GIVEN EXERCISE = Copy every line of the items below character for character, leaving the pictures out of your answer.

-- Begin ENTRIES --

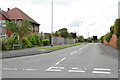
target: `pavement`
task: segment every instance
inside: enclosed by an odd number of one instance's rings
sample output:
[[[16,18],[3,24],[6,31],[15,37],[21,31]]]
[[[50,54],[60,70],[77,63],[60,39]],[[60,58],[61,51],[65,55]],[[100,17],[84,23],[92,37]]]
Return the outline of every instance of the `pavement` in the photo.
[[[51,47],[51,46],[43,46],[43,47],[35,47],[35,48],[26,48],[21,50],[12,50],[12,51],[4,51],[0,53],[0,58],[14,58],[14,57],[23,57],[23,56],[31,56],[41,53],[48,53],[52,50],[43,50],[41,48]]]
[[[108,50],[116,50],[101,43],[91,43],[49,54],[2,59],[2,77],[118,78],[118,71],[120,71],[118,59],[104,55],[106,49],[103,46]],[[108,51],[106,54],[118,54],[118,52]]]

-- End ENTRIES --

OUTPUT FOR THIS EXERCISE =
target: `pavement`
task: segment every instance
inside: enclosed by an odd number of one instance's rings
sample output:
[[[16,18],[3,24],[6,31],[15,37],[21,31]]]
[[[50,54],[60,70],[77,63],[60,39]],[[60,58],[61,51],[65,55]],[[100,17],[84,23],[92,37]]]
Return the outline of every instance of the `pavement` in the photo.
[[[51,47],[51,46],[43,46],[43,47],[35,47],[35,48],[26,48],[21,50],[12,50],[12,51],[4,51],[0,53],[0,58],[14,58],[14,57],[23,57],[23,56],[31,56],[41,53],[48,53],[52,50],[43,50],[41,48]]]
[[[108,50],[116,50],[101,43],[91,43],[49,54],[2,59],[2,77],[118,78],[118,71],[120,71],[118,59],[104,55],[106,49],[103,46]],[[108,51],[106,54],[118,54],[118,52]]]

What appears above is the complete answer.